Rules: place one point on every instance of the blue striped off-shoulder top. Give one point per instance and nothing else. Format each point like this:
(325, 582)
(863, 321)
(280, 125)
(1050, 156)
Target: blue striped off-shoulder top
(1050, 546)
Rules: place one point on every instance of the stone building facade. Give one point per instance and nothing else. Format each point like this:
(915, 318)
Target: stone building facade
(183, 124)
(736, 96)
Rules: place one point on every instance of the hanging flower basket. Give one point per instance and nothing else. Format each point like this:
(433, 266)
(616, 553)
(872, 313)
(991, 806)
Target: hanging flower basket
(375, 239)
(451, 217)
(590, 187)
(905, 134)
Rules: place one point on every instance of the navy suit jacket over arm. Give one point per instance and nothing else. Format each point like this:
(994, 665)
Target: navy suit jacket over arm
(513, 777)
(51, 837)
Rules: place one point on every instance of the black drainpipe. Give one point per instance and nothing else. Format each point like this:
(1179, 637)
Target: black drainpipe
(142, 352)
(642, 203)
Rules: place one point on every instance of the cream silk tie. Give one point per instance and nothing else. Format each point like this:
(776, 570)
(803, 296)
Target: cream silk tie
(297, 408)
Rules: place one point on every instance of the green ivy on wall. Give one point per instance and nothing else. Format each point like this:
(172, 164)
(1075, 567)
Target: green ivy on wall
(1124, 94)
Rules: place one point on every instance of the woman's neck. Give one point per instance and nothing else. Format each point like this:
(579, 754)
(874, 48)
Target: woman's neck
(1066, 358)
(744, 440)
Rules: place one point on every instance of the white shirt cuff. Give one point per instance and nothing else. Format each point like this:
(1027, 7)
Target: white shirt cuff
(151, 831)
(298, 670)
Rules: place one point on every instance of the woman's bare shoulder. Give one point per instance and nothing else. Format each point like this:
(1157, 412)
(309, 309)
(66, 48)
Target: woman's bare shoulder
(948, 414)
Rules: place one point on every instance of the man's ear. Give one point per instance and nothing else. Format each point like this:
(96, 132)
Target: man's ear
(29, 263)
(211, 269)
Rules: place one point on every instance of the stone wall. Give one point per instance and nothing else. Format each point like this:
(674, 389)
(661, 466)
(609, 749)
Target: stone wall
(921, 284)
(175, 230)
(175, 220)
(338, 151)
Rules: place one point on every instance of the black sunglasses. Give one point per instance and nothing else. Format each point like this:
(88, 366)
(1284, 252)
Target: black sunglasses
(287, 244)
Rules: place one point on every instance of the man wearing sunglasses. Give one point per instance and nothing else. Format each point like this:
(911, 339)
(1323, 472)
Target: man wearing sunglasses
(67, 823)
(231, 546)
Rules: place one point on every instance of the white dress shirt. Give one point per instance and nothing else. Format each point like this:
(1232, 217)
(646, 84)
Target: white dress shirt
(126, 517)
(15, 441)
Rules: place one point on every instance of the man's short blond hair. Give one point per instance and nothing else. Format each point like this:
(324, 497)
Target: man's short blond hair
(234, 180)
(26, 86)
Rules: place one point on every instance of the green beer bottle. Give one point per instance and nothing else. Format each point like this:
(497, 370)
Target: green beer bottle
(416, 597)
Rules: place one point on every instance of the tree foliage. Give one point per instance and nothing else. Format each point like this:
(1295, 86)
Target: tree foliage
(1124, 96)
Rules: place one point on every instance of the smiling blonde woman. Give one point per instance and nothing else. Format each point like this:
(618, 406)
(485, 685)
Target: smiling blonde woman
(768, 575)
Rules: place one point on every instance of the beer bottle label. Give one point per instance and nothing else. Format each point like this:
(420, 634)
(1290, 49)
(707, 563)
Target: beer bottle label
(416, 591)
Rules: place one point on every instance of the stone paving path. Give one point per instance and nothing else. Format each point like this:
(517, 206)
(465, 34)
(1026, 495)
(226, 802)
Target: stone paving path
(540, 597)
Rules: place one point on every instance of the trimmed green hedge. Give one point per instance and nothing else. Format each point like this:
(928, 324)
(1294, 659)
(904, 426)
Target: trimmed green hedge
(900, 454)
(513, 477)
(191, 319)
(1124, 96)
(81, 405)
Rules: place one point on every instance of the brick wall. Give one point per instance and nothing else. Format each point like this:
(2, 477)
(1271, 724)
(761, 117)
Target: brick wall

□ □ □

> _WRITTEN REQUEST_: Reproduce each entry above exactly, keeping every word.

> _FINAL RESULT_:
Rules: place one point on every instance of the blue striped off-shoulder top. Give one point per instance and nothing else. Format each point like this:
(325, 582)
(863, 321)
(280, 125)
(1050, 156)
Target: blue striped off-shoulder top
(1050, 546)
Rules: place one point on every instance of the stone building facade. Give one point per instance and nothing else. Format each point like this:
(915, 318)
Target: stone building facade
(183, 124)
(736, 96)
Rules: place one point on every instance of the hanging flower basket. Give one point per instance and nothing else. Format each point like this:
(433, 266)
(616, 553)
(872, 313)
(991, 806)
Target: hanging flower basket
(375, 239)
(451, 217)
(590, 187)
(905, 134)
Rules: place one point on every instance of the navy suit jacket over arm. Give one point per instance and nothing else. Format each point like this:
(994, 665)
Target: navy suit jacket over arm
(513, 777)
(51, 837)
Rules: place one point on every instance of the black drainpipe. Give one point per instance and nothing else. Format each point like this:
(1179, 637)
Target: black drainpipe
(142, 352)
(642, 203)
Rules: place one point on every instance of the cream silk tie. Give one point per instance and nothing else. Format each point like this:
(776, 570)
(803, 296)
Target: cream silk tie
(297, 408)
Rules: place one point on every instance of the green ivy on wall. Give one point per instance and nothing else. Format each point like this:
(172, 164)
(1075, 567)
Target: green ivy on wall
(1124, 94)
Rules: place one point on every instance of the woman's neck. Give one point per instance and nothing else. Format each point like this:
(579, 754)
(874, 48)
Target: woman's neck
(1066, 358)
(744, 440)
Rules: place one point on every instance of the white shirt cuff. Give one point per instance and nothing else. Format each point like this:
(1027, 7)
Target: white shirt cuff
(151, 831)
(298, 670)
Rules: place one point on every instance of the woman's bare shoulder. Give one point per instance and nothing else. Format each point like this:
(1157, 412)
(309, 309)
(66, 48)
Target: woman's bare shoulder
(948, 414)
Rules: place one point on every instance of the man's ear. Give one point per instance and nothing else. Format each point like this:
(96, 132)
Target: man's ear
(29, 263)
(211, 269)
Rules: place one point on every instance of the stone wall. Give one point per instance and nothing else. Format each point like this:
(674, 389)
(661, 466)
(609, 749)
Target: stone wall
(921, 284)
(175, 230)
(175, 220)
(338, 151)
Rules: place one point on every instance of the black sunglasses. Give one point per instance and nothing else. Format each point like this:
(88, 366)
(1284, 252)
Target: black sunglasses
(287, 244)
Rules: place one point on every instance of the man wearing sunglasses. Give one point per instance and nothing else. Format each point like this:
(911, 339)
(1323, 472)
Target: man wearing sunglasses
(67, 823)
(231, 546)
Rules: place one point on every instance of the white dress shirt. Give one point per instance and nothing else. Format each point like this:
(1232, 217)
(646, 84)
Target: white dress shirt
(126, 517)
(15, 441)
Rules: place one point on every instance of the man's short blond hair. Give one point per instance and nothing else. Format each point like this:
(324, 497)
Target: man's short blond hair
(234, 180)
(26, 86)
Rules: place one point on every instance of the green beer bottle. Give one point per instance and nothing else. Format each point like this:
(497, 370)
Target: green beer bottle
(416, 597)
Rules: place one point on every instance of the tree foliage. Give one point per instance and nothing else. Format each point like this:
(1295, 86)
Target: tree foliage
(1124, 96)
Rules: place one point on every instance of the smiling blonde woman. Give one point per instance and nothing else. Format each point like this:
(618, 406)
(485, 685)
Target: smiling blonde woman
(768, 575)
Rules: place one point on every instance of the beer bottle label. Give one point per instance and nothing else. Format each point like this:
(420, 634)
(1290, 49)
(707, 563)
Target: beer bottle label
(416, 591)
Rules: place one point on every instance of the stone paving path. Give one point per instance and nothing else. Format each point like this:
(517, 206)
(465, 34)
(1026, 495)
(226, 802)
Target: stone paving path
(540, 597)
Rules: place one point on every instance of the trimmed green hedge. Give one point per instance and nothing else. Format each point like this:
(928, 324)
(1294, 659)
(904, 426)
Target: trimmed green hedge
(900, 454)
(513, 477)
(191, 319)
(1124, 96)
(81, 405)
Rules: place one point on every instance of the brick wall. Give one point per instance and nothing else. Format each point like this:
(2, 477)
(1271, 724)
(761, 117)
Target: brick wall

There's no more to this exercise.